- A new study in the journal Science concludes that a widely-used algorithm used by providers to determine the complexity of healthcare needs has an inherent bias against African-American patients.
- The bias in the algorithm — used for high-risk care management programs — is based on cost of care. As less money is generally spent on care for African-Americans, the algorithm concludes that African-Americans are therefore healthier than other patients, regardless of their actual health status.
- Remedying the disparity would more than double the percentage of African-Americans receiving additional care, according to researchers.
The history of U.S. medical care and African-Americans has often been fraught.
The Science study shows how racially biased assumptions can be baked into even supposedly neutral algorithms.
The particular algorithm researchers at the University of California, Brigham And Women’s Hospital, the University of Chicago and Massachusetts General Hospital focused on are known as “high-risk care management” programs. They are used to improve the health of patients with complex healthcare needs and are intended to improve coordination of healthcare services.
Researchers concluded such programs include as many as 200 million patients nationwide. Their study focused on nearly 50,000 commercially insured and Medicare patients attached to a large teaching hospital.
Prior to being admitted to such programs, an average of $1,801 less per year is spent on care for African-American patients versus whites. As a result, the algorithm for a high-risk care referral kicks in later for African-American patients compared to whites.
As a result, the study concluded African-Americans whose health indicators automatically directed them into a care management program have an average of 26.3% more chronic illnesses than whites who are also recommended for such care.
Curing for the bias would mean the percentage of African-Americans in the study sample directed into such programs would increase from 17.7% to 46.5%.
“Rather than predicting costs at all, we could simply predict a measure of health," like the number of active chronic health conditions, the study’s authors wrote. “Because the program ultimately operates to improve the management of these conditions, patients with the most encounters related to them could also be a promising group on which to deploy preventative interventions.”
A simulation based on this assumption reduced bias in the selection process by 84%, the authors concluded.
The study’s authors not only recommended addressing the bias in the algorithm, but addressing other factors, such as the ongoing distrust between African-American patients and white providers.
- - - - -
- [Work to complete]
Drawing on the article about the care-management algorithm, explain in one to three sentences why the algorithm refers African-American patients to high-risk care later than white patients.
- - - - -
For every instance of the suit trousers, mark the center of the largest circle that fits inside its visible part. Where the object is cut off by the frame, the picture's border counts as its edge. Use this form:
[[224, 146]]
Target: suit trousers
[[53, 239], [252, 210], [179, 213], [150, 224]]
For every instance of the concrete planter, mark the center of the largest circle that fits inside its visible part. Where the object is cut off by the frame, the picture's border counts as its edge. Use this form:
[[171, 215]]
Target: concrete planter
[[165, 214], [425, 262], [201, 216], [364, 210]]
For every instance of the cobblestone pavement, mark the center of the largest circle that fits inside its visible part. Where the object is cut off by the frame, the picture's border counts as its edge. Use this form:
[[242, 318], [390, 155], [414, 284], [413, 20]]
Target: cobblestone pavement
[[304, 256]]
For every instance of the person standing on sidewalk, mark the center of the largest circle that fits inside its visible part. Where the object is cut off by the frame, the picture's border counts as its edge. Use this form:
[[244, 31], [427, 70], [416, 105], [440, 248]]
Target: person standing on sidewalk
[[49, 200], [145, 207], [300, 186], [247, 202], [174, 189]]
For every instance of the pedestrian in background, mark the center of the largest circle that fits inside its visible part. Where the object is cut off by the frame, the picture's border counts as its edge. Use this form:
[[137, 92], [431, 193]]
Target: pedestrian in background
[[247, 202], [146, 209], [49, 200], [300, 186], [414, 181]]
- - - - -
- [Result of this exercise]
The algorithm bases its judgment of need on cost of care. On average, $1,801 less per year is spent on care for African-American patients than for whites before they enter such programs. Because of that lower spending, the algorithm concludes they are healthier than other patients regardless of their actual health status, so its referral triggers later.